→ WORK TO COMPLETE:
• a. Please retype the post about school buses word for word, between "The thing that" and "of children. Right?", inclusive.
• b. According to the post about school buses, where does the writer go to get a good spot in the back for Zumba?
• c. Using the post about school buses, mark each statement as agreeing with it or not, giving yes or no along with the deciding words quoted from it: (i) The writer is bothered that school buses are slow. (ii) The writer tries to reach McDonald's for an Egg McMuffin before the lunch menu starts. (iii) The bus opens its door at the railroad track to check for a train.

→ PASSAGE PROVIDED:
School Buses, Nice Guys, and Billboards…
W H I N Y W E D N E S D A Y
I think I have a few complaints today that we can all get behind.
SCHOOL BUSES
I’m not bothered by school buses in general. I don’t mind so much, that they’re slow and make numerous stops whenever I have to get somewhere in a hurry. (…like McDonald’s to get an Egg McMuffin before they switch over to the lunch menu, or Curves to get a good spot in the back for Zumba, etc.) But I digress….
The thing that annoys me is when the school bus pulls up to the railroad track, almost ON the track, and opens the door to see if a train is coming. Really? Who’s the genius behind this safety measure? Wouldn’t it seem safer to hurry through the railroad crossing, trusting instead, the flashing railroad arms? It just seems that if a train were coming, that the bus would be sucked in to the wind tunnel vortex created by the speeding locomotive, and with the door open like that? Well, somebody could get hurt. Hey, if the railroad arms are good enough for regular civilian cars then it should be good enough for a bus load of children. Right?

→ ENTRIES PROVIDED:

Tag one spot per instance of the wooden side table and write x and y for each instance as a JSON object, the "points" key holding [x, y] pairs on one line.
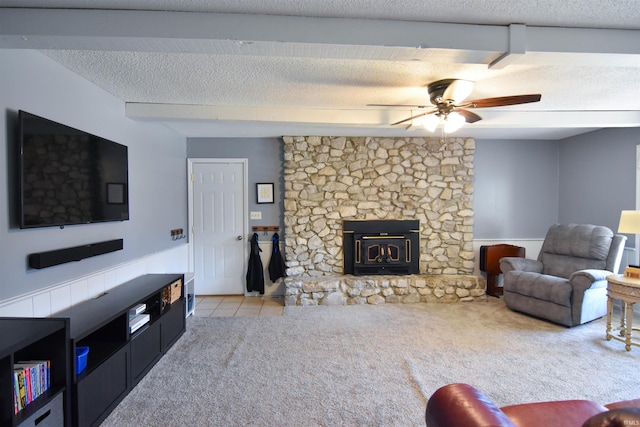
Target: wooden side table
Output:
{"points": [[490, 263], [627, 290]]}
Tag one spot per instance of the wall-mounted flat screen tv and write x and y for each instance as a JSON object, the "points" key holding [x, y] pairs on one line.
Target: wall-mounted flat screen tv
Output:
{"points": [[68, 176]]}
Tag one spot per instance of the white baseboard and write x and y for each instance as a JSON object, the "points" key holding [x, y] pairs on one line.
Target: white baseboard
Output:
{"points": [[61, 296]]}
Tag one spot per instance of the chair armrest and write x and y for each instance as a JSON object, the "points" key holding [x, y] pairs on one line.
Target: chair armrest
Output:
{"points": [[586, 279], [520, 264], [463, 405]]}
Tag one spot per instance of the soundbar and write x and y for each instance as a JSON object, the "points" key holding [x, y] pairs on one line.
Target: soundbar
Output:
{"points": [[76, 253]]}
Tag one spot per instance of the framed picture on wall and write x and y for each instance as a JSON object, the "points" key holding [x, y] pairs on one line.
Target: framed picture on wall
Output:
{"points": [[264, 191]]}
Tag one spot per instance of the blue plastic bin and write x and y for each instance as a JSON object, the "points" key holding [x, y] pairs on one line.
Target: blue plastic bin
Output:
{"points": [[81, 358]]}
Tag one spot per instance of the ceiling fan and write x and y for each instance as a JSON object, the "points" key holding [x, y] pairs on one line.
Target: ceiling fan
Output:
{"points": [[449, 106]]}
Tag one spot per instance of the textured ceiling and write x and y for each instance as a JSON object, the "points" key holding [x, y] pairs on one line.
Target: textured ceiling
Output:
{"points": [[278, 67]]}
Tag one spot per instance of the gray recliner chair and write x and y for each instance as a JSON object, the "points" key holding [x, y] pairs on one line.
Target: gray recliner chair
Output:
{"points": [[567, 283]]}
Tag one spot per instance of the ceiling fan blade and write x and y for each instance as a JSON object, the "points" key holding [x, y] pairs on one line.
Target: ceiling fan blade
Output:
{"points": [[411, 118], [397, 105], [469, 116], [502, 101]]}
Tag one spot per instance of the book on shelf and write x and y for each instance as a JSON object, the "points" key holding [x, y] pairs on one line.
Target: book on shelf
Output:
{"points": [[31, 379]]}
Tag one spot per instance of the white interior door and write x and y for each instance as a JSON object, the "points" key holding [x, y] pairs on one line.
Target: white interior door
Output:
{"points": [[218, 205]]}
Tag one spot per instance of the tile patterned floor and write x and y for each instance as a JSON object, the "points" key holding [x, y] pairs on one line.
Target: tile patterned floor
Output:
{"points": [[238, 305]]}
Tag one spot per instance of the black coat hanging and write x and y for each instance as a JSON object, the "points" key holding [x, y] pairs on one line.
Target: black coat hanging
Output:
{"points": [[277, 268], [255, 272]]}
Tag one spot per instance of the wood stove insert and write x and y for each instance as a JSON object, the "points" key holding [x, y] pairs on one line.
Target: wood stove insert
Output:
{"points": [[375, 247]]}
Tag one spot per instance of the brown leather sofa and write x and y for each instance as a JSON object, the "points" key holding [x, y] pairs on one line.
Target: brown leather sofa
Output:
{"points": [[464, 405]]}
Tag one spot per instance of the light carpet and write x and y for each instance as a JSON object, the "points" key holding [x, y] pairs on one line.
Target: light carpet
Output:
{"points": [[371, 366]]}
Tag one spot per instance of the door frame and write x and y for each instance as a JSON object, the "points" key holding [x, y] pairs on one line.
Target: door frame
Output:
{"points": [[245, 204]]}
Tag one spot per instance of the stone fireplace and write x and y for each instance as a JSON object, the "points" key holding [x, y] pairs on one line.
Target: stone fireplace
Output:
{"points": [[378, 247], [331, 182]]}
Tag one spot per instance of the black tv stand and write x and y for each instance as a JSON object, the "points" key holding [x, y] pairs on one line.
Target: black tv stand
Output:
{"points": [[118, 359]]}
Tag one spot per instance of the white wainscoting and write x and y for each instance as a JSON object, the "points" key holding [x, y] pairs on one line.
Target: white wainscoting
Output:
{"points": [[59, 297]]}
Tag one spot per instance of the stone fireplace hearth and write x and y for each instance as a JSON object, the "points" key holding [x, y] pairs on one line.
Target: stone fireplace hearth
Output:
{"points": [[330, 180]]}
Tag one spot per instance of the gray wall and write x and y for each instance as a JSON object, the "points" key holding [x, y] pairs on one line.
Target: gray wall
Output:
{"points": [[598, 177], [265, 163], [521, 186], [515, 188], [32, 82]]}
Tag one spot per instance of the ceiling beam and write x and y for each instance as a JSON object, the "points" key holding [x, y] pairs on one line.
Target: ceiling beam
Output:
{"points": [[493, 118], [247, 34]]}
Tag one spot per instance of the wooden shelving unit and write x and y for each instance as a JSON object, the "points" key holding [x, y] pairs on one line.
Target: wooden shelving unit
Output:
{"points": [[118, 359], [35, 339]]}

→ SOLUTION LIST:
• a.
The thing that annoys me is when the school bus pulls up to the railroad track, almost ON the track, and opens the door to see if a train is coming. Really? Who’s the genius behind this safety measure? Wouldn’t it seem safer to hurry through the railroad crossing, trusting instead, the flashing railroad arms? It just seems that if a train were coming, that the bus would be sucked in to the wind tunnel vortex created by the speeding locomotive, and with the door open like that? Well, somebody could get hurt. Hey, if the railroad arms are good enough for regular civilian cars then it should be good enough for a bus load of children. Right?

• b. Curves

• c.
(i) No: "I don’t mind so much, that they’re slow"
(ii) Yes: "like McDonald’s to get an Egg McMuffin before they switch over to the lunch menu"
(iii) Yes: "opens the door to see if a train is coming"